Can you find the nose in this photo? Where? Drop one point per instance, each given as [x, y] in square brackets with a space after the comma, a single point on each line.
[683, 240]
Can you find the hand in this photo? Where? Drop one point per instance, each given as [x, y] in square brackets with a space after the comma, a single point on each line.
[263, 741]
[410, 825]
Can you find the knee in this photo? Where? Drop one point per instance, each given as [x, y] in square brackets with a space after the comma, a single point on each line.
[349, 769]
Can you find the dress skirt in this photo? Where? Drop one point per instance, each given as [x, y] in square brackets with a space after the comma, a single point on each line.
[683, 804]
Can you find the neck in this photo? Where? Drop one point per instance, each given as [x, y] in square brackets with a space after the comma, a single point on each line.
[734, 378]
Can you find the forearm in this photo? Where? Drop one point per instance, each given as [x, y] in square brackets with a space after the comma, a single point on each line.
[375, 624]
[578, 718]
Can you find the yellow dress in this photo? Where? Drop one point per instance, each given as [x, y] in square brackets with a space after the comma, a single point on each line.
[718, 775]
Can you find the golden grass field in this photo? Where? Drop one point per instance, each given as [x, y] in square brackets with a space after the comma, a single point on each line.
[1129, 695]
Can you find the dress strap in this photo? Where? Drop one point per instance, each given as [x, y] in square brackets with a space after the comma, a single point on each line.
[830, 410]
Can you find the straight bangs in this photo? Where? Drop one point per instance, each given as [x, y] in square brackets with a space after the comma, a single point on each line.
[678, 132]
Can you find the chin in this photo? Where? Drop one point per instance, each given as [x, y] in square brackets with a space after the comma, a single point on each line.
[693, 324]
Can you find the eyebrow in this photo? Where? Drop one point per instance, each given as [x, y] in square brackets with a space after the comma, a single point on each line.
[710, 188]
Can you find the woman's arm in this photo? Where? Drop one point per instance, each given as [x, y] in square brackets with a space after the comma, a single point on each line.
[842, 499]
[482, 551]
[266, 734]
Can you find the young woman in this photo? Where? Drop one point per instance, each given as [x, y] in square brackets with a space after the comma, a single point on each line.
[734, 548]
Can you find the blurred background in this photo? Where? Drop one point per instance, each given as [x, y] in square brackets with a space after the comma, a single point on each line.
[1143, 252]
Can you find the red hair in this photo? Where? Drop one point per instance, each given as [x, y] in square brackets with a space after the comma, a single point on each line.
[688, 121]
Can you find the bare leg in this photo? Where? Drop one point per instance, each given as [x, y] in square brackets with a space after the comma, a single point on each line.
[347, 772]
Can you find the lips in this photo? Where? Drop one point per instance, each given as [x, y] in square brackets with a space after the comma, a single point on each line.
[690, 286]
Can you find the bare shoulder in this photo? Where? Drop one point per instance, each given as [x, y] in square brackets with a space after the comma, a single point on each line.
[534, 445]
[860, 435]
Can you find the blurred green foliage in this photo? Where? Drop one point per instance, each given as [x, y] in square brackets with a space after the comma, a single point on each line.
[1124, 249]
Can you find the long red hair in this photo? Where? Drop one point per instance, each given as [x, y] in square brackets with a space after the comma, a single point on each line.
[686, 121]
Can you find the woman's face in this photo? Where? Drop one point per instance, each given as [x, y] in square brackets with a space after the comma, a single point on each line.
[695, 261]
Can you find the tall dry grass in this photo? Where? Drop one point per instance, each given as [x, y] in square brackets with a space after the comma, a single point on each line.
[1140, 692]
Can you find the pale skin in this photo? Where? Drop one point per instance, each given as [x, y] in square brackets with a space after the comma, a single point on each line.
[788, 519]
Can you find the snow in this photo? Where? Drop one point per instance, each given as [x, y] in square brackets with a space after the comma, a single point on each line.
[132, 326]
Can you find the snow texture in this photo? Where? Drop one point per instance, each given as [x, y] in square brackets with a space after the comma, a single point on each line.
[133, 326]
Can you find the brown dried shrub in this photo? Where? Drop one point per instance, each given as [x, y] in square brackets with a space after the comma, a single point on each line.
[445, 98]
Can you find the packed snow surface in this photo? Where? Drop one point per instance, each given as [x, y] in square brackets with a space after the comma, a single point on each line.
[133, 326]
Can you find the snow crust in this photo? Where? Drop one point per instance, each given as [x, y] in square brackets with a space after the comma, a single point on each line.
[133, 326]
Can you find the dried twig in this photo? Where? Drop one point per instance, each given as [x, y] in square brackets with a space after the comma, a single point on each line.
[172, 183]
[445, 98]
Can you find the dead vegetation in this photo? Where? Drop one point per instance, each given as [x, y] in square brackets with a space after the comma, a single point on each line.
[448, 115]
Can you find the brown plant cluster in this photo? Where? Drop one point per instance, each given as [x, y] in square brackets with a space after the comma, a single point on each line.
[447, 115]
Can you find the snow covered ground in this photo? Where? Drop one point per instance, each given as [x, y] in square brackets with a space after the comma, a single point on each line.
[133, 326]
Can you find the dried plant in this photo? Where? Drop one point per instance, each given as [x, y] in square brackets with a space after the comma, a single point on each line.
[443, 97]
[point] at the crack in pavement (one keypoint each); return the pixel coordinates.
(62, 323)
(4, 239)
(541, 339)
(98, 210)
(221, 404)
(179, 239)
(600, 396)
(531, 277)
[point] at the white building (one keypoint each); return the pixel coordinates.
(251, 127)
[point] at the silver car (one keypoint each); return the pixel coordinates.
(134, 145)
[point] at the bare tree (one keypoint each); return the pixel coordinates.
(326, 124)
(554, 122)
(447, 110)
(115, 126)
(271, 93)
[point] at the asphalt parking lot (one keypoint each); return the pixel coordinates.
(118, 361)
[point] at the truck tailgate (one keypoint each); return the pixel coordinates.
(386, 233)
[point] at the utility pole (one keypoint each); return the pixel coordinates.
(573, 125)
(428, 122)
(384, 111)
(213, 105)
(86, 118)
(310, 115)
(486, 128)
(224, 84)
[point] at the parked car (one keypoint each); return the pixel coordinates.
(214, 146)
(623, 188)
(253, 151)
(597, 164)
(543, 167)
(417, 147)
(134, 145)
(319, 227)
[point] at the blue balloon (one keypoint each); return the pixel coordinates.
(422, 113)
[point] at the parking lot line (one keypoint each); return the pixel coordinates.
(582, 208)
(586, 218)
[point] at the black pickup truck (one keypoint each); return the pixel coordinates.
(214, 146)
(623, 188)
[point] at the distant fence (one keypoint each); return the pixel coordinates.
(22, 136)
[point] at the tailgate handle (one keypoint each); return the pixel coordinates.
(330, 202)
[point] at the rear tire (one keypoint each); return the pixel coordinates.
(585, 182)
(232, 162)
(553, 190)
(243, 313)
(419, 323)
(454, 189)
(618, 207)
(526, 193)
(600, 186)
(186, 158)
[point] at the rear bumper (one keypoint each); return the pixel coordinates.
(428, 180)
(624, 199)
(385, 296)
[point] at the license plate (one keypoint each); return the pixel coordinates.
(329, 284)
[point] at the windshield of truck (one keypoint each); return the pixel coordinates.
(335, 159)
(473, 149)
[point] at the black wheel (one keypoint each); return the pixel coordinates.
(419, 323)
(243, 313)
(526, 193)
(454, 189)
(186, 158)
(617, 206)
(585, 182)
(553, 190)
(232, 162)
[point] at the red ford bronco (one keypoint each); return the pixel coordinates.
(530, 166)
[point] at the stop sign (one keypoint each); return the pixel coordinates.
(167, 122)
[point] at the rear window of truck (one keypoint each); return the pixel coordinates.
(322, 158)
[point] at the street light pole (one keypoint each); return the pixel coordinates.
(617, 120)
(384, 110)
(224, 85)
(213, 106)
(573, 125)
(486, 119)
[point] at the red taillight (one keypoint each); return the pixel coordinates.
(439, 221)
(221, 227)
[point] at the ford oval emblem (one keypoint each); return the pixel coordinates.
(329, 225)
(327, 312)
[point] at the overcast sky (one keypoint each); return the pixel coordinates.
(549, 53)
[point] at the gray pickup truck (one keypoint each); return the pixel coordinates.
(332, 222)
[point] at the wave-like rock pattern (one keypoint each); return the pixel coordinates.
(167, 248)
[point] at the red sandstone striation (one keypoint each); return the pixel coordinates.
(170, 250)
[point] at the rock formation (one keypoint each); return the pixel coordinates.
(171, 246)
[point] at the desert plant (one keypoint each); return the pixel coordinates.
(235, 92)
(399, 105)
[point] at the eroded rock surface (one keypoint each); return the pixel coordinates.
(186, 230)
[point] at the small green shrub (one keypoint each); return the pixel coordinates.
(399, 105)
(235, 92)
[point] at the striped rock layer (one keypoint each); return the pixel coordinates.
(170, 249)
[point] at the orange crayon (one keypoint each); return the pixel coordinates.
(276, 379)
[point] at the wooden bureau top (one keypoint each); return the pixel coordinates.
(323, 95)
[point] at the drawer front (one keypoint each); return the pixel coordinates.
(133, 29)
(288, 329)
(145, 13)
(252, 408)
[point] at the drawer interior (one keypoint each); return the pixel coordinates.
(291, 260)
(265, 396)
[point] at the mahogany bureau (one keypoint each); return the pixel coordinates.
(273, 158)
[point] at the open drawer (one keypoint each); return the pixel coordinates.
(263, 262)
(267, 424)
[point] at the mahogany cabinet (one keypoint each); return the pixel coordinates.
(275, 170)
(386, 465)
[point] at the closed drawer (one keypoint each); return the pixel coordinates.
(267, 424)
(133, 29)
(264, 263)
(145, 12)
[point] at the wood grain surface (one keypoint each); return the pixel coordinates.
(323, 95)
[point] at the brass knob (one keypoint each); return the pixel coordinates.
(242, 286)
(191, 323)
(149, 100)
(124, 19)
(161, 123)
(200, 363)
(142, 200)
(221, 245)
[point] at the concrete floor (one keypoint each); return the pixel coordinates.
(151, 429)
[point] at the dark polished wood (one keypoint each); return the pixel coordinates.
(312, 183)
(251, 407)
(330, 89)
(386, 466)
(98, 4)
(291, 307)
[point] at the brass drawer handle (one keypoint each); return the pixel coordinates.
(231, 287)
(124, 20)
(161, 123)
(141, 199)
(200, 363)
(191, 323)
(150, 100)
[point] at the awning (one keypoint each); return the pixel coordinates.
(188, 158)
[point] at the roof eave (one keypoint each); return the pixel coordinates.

> [Problem description]: Only the lines from the one that contains "[point] at the brass knob" to the end of the entries above should be given again, exactly and in full.

> [Solution to this task]:
[point] at the brass knob (one keypoint each); return the pixel coordinates.
(242, 286)
(191, 323)
(149, 100)
(124, 19)
(161, 123)
(200, 363)
(142, 200)
(221, 245)
[point] at the concrete floor (one keypoint each); return the pixel coordinates.
(151, 429)
[point] at the dark polished wood (one keypoint each); return the pixel coordinates.
(312, 183)
(251, 407)
(330, 89)
(386, 466)
(98, 4)
(291, 307)
[point] at the brass drawer handle (one keypoint each); return the pixel coordinates.
(231, 287)
(124, 20)
(161, 123)
(141, 199)
(200, 363)
(191, 323)
(150, 100)
[point] at the awning (one keypoint each); return the pixel coordinates.
(188, 158)
[point] at the roof eave (one keypoint each); return the pixel coordinates.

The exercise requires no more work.